Data provided
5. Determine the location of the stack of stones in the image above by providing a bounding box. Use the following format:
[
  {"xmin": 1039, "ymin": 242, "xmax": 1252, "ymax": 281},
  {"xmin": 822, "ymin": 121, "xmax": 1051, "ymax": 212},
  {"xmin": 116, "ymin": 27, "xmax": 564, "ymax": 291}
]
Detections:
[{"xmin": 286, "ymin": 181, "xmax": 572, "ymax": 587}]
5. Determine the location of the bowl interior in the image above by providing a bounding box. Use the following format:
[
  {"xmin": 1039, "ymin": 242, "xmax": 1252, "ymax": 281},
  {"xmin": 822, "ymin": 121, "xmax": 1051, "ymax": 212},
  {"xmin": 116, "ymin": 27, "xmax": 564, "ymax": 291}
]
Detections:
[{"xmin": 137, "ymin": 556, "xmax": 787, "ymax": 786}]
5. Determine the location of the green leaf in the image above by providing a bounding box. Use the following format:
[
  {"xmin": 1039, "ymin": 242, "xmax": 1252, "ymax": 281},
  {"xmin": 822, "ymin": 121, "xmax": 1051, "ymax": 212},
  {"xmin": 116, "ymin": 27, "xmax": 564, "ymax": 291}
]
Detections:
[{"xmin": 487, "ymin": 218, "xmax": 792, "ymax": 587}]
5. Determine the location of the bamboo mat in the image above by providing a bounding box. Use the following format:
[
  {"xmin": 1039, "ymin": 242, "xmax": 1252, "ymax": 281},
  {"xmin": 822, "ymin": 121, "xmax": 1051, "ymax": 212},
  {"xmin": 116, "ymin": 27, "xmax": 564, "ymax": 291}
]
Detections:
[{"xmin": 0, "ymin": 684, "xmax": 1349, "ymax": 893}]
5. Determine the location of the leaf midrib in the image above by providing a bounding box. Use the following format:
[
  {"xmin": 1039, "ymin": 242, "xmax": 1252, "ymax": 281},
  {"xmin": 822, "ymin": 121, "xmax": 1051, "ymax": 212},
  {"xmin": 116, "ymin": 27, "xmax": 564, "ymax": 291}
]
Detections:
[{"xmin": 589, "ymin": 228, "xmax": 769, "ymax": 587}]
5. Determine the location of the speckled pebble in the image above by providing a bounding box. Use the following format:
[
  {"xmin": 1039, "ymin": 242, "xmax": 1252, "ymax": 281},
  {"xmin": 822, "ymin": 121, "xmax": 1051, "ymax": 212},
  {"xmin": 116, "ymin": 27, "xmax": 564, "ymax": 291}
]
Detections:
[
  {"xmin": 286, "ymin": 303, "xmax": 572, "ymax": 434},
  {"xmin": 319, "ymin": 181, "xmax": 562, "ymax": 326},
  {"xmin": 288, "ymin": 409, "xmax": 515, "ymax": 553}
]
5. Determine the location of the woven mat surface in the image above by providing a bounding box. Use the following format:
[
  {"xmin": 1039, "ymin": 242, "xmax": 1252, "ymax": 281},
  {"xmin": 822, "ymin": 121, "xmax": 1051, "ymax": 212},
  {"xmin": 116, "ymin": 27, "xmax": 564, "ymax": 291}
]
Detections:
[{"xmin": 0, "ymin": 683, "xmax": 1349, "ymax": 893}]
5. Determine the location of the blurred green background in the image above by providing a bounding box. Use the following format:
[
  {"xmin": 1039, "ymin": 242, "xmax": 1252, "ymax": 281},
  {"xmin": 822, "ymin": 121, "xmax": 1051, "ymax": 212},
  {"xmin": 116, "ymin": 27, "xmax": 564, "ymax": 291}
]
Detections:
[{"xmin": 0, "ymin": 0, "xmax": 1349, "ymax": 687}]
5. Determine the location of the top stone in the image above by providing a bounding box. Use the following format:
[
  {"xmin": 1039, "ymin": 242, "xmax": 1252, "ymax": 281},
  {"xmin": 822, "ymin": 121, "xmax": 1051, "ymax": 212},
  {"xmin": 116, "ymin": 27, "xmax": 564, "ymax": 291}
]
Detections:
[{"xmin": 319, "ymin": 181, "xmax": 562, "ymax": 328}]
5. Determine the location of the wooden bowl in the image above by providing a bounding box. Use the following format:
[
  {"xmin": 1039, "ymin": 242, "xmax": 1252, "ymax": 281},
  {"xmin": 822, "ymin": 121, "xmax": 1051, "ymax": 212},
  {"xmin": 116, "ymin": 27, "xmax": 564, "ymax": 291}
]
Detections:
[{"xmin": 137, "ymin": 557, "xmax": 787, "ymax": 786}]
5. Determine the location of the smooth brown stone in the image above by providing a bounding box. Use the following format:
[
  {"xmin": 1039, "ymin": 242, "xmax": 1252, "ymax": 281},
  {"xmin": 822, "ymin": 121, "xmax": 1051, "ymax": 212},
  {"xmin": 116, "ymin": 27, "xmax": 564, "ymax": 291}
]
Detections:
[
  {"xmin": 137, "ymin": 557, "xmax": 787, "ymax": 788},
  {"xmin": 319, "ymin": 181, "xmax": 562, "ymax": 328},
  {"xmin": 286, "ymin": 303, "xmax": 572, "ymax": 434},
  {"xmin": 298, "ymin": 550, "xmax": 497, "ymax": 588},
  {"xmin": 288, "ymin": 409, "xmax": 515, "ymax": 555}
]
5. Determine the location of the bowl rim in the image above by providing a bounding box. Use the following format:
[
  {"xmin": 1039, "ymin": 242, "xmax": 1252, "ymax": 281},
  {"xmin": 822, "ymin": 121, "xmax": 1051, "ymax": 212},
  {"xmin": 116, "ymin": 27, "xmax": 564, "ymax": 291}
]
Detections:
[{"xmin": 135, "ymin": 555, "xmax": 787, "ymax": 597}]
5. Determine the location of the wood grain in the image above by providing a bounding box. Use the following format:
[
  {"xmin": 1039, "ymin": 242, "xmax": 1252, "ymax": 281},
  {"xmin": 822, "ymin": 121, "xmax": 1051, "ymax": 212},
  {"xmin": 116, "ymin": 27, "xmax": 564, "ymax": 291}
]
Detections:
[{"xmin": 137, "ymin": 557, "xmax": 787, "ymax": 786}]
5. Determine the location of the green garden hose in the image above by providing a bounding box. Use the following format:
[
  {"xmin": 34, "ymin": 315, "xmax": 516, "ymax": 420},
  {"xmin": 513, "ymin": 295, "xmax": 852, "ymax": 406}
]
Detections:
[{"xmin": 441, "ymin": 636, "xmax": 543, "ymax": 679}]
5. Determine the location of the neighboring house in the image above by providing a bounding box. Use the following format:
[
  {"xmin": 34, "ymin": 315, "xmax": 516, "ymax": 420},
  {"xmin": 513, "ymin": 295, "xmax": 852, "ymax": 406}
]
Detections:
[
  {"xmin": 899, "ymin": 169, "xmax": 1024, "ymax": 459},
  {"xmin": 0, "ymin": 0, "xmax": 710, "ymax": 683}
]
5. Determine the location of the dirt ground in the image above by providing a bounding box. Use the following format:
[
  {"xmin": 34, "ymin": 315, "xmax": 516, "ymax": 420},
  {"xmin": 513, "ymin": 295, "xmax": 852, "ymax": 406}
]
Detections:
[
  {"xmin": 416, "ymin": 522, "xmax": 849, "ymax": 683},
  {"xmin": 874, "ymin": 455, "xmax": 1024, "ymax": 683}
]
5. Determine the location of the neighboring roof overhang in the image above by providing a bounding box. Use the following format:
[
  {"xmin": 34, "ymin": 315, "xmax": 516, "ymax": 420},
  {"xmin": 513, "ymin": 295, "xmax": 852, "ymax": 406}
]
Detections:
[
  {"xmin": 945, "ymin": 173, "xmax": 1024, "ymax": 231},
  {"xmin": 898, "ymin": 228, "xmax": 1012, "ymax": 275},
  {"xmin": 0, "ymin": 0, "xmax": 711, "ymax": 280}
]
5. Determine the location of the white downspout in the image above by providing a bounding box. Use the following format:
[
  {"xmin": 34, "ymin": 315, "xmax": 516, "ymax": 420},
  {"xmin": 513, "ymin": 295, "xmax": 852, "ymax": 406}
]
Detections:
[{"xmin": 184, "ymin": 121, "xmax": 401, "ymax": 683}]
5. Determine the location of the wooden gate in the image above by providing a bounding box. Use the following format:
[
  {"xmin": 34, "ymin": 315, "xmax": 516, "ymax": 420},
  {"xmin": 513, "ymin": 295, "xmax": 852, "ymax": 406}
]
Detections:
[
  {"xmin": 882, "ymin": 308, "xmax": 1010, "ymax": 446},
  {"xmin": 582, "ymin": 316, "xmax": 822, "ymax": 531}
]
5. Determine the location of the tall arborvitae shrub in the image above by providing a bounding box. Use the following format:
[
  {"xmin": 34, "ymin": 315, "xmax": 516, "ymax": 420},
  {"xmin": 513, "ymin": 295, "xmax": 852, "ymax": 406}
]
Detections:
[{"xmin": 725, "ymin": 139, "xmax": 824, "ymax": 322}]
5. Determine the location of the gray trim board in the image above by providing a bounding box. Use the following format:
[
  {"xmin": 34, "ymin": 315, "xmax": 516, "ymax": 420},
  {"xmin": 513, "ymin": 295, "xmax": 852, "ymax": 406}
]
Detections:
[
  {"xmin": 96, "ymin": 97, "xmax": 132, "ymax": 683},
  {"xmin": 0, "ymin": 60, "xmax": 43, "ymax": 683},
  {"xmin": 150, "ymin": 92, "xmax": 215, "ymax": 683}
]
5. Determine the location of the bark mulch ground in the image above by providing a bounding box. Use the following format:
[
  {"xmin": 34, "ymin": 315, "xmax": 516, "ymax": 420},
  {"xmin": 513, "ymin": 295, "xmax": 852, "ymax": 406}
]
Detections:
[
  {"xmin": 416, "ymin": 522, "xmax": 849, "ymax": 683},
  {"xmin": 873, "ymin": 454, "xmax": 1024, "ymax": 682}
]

Task requirements
Show every line of the records that contains the string "leaf".

Full solution
5. Determine the location of the green leaf in the image above by providing a bounding box. Use the following format:
5. Determine the location of the leaf midrib in the image above by providing a bounding box. Use the following format:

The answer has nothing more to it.